Reproduce the items below word for word, starting at the line that contains "Expected: one pin per instance of the terraced" and ending with the final line of the items, both included.

______________________________

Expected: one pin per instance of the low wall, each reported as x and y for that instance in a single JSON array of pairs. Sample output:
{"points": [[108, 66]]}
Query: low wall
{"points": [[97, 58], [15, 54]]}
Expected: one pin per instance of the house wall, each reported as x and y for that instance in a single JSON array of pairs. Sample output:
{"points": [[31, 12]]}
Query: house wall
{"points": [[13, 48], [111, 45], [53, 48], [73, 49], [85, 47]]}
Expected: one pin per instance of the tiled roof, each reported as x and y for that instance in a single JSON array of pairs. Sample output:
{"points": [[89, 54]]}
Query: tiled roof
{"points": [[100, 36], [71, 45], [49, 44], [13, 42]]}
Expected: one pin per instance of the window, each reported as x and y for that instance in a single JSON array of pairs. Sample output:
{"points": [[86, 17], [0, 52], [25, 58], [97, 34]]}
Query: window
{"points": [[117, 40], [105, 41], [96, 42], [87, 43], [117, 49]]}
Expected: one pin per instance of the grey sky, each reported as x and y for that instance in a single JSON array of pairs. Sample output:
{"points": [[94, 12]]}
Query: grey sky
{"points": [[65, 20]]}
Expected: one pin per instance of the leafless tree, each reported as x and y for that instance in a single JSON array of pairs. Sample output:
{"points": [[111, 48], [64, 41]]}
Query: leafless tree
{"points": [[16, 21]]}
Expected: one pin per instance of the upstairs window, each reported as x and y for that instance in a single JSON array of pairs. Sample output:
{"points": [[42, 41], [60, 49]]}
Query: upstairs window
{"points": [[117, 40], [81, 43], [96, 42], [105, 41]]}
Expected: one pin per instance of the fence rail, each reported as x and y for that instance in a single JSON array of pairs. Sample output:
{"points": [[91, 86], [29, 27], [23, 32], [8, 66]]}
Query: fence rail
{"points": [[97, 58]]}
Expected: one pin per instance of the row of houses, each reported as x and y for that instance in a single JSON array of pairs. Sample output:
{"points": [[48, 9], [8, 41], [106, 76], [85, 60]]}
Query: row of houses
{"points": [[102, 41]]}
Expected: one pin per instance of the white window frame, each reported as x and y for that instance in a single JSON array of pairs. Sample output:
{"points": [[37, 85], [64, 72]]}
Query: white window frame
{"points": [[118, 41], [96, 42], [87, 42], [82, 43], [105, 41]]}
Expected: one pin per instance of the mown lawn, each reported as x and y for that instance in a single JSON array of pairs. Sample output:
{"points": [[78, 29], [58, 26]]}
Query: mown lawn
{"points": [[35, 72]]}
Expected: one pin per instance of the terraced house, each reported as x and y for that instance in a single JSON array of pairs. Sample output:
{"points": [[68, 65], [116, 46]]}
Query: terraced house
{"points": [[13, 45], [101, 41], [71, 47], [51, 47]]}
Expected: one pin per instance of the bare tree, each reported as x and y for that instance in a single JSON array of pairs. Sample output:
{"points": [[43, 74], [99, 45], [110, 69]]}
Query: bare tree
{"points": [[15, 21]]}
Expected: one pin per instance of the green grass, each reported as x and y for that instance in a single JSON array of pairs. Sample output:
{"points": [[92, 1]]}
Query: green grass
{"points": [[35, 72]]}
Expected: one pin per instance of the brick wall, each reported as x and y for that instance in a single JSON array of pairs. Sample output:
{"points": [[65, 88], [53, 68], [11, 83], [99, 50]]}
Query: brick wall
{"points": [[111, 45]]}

______________________________

◆ **Solution**
Expected: one pin per instance of the terraced house, each reported as x and y for that instance in a single JSON array of pairs. Sample output:
{"points": [[68, 65], [116, 46]]}
Query: terraced house
{"points": [[13, 45], [101, 41], [71, 47], [51, 47]]}
Expected: one pin per instance of the bare tree, each reported as x and y for that instance in a single JSON array of pairs. Sample output:
{"points": [[43, 74], [99, 45], [110, 69]]}
Query: bare tree
{"points": [[15, 21]]}
Expected: one pin per instance of the green grass, each reported as x and y for that instance in a single JSON array of pairs. Sample output:
{"points": [[92, 1]]}
Query: green grass
{"points": [[35, 72]]}
Expected: one pin per instance of the brick wall, each reported as x and y for that instance in a single JSON array of pairs. Sample output:
{"points": [[65, 88], [53, 68], [11, 83], [99, 50]]}
Query: brick wall
{"points": [[111, 45]]}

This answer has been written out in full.